__About this exercise__
Answer with one number only: the count of lines below that hold the word "umbel".

--- --- ---

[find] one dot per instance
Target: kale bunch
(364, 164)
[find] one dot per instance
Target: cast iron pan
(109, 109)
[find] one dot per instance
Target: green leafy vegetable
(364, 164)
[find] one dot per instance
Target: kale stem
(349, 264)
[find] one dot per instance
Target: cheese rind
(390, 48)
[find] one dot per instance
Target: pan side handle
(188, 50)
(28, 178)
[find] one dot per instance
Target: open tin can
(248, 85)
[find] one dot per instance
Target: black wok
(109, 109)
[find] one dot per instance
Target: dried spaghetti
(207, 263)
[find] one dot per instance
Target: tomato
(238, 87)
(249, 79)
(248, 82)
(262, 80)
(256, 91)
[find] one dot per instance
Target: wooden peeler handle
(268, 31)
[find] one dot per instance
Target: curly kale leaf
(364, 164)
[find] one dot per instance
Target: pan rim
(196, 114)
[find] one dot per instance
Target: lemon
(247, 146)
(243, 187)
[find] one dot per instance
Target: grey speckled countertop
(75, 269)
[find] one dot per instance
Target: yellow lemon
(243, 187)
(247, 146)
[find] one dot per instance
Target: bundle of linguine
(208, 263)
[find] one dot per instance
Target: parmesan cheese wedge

--- --- ---

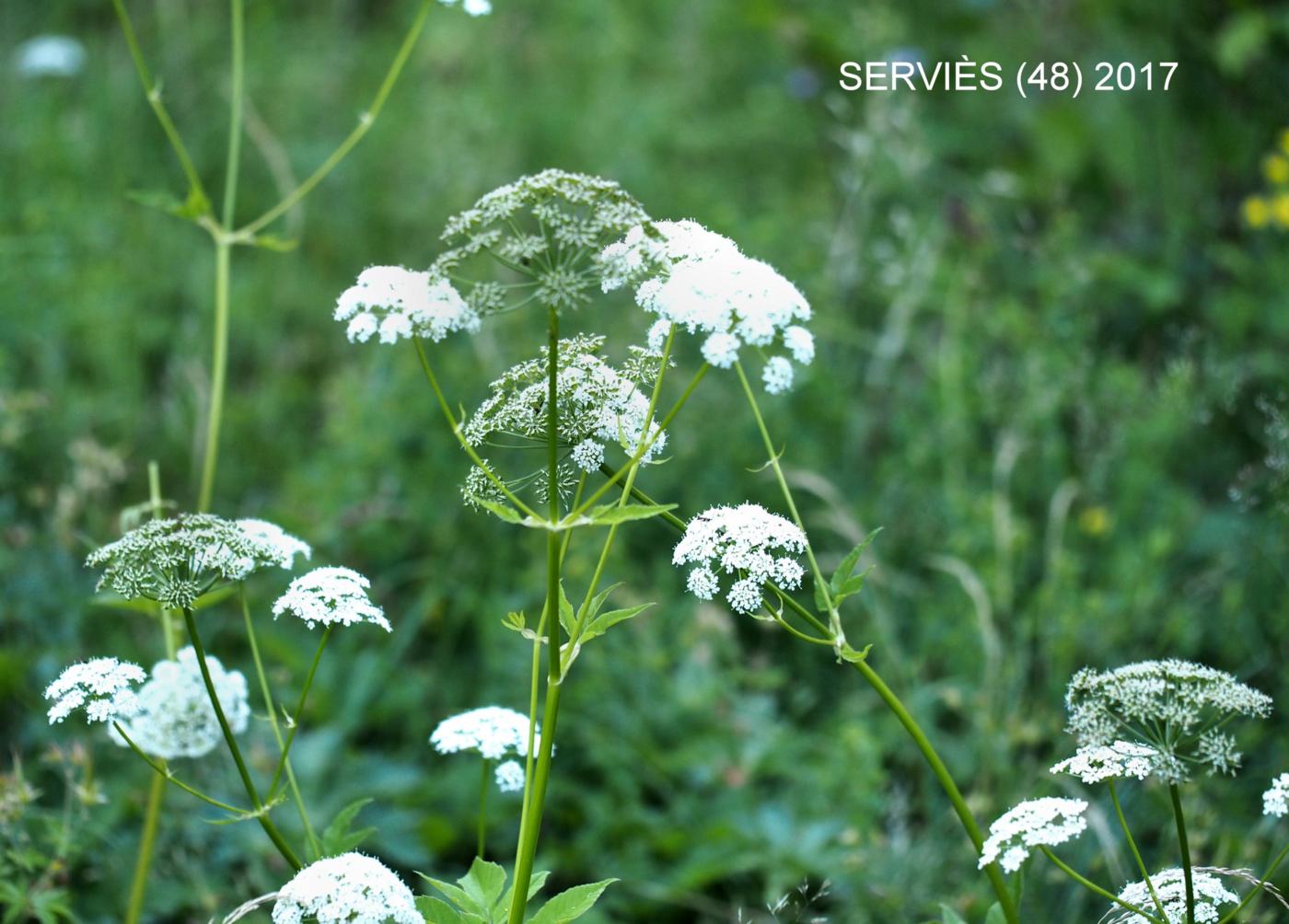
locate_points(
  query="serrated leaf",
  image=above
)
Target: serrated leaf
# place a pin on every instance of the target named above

--- --- ---

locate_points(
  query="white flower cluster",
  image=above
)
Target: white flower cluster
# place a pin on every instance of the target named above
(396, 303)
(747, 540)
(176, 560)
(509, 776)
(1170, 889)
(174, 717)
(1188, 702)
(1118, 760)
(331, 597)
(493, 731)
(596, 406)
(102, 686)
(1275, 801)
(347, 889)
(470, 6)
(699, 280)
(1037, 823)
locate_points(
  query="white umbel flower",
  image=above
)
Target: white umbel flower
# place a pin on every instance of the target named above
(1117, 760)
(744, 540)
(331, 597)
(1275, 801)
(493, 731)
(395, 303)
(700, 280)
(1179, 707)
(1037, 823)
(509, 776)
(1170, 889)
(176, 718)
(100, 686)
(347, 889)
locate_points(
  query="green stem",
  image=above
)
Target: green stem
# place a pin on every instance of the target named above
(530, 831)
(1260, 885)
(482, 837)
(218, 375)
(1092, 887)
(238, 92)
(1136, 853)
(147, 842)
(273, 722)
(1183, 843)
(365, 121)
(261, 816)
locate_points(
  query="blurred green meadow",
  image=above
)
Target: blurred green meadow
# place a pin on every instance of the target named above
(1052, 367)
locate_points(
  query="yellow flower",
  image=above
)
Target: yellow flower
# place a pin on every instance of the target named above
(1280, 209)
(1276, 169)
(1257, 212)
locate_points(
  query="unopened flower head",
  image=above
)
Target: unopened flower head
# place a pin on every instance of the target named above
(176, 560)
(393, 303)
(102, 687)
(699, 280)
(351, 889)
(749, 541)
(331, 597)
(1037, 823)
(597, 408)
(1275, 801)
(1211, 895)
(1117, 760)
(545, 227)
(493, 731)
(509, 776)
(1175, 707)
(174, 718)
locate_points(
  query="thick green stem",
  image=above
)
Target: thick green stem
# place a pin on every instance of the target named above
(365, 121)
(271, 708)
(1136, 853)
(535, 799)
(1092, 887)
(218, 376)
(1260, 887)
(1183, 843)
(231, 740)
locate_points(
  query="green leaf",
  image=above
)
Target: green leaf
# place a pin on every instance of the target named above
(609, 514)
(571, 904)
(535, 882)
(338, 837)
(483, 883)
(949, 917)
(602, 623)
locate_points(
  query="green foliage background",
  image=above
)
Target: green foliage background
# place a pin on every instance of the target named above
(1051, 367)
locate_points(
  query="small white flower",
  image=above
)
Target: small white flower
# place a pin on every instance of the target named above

--- --- ---

__The completed task__
2